> Written exercise 1: In the Enculturing Safety post, what does the text say a safety culture cannot be built or measured with?
> Written exercise 2: Restate more briefly the paragraph of the Enculturing Safety post that begins "If we want to truly transform safety".
> Written exercise 3: From the Enculturing Safety post, extract the passage word for word: begin at the words "If we want to" and stop after "thinkers and learners.".

>> Start Document passage

January 17, 2019 by Mark Taylor 1 Comment

Enculturing Safety

image30 July Speaking at a rally in Washington DC on 2011 Matt Damon stated:

“As I look at my life today, the things I value the most about myself are my imagination, the love of acting, my passion for writing, my love of learning, my curiosity – all come from how I was parented and taught.

And, none of these qualities that I just mentioned – none of these qualities that I prize so deeply, that have brought to me so much joy, that have brought me so much professional success, none of these qualities that make me who I am… can be tested.”

A safety culture cannot be built or indeed measured using traditional systems or KPI’s. Using current methods all we are doing is perpetuating the status quo, because its familiar and the only thing we know.

If we want to truly transform safety to the next level, we need to embody more deeper dispositions and enduring characteristics such as reflections, imaginations and creations that serve to motivate behaviour and define employees more as thinkers and learners.

To achieve this, dispositions must be developed over time and nurtured across a variety of circumstances, so they become ingrained and emerge when things go both right and wrong.

>> End Document passage
>> Start Material provided

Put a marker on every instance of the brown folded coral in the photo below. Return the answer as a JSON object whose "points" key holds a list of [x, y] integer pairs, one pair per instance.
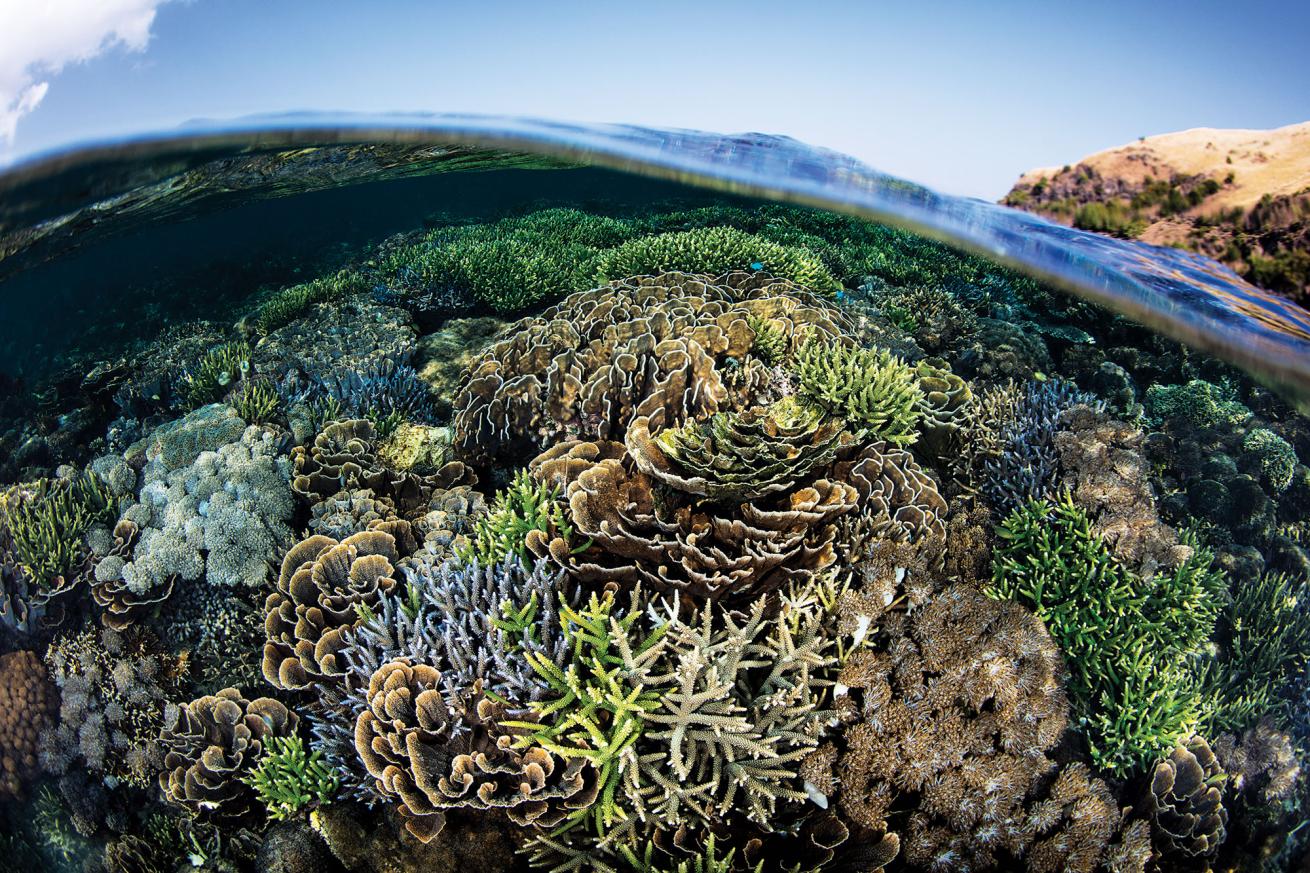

>> End Material provided

> Expected answer 1: Traditional systems or KPI's.

> Expected answer 2: Taking safety to the next level requires embodying deeper, lasting dispositions such as reflection, imagination and creation, which motivate behavior and define employees as thinkers and learners.

> Expected answer 3:
If we want to truly transform safety to the next level, we need to embody more deeper dispositions and enduring characteristics such as reflections, imaginations and creations that serve to motivate behaviour and define employees more as thinkers and learners.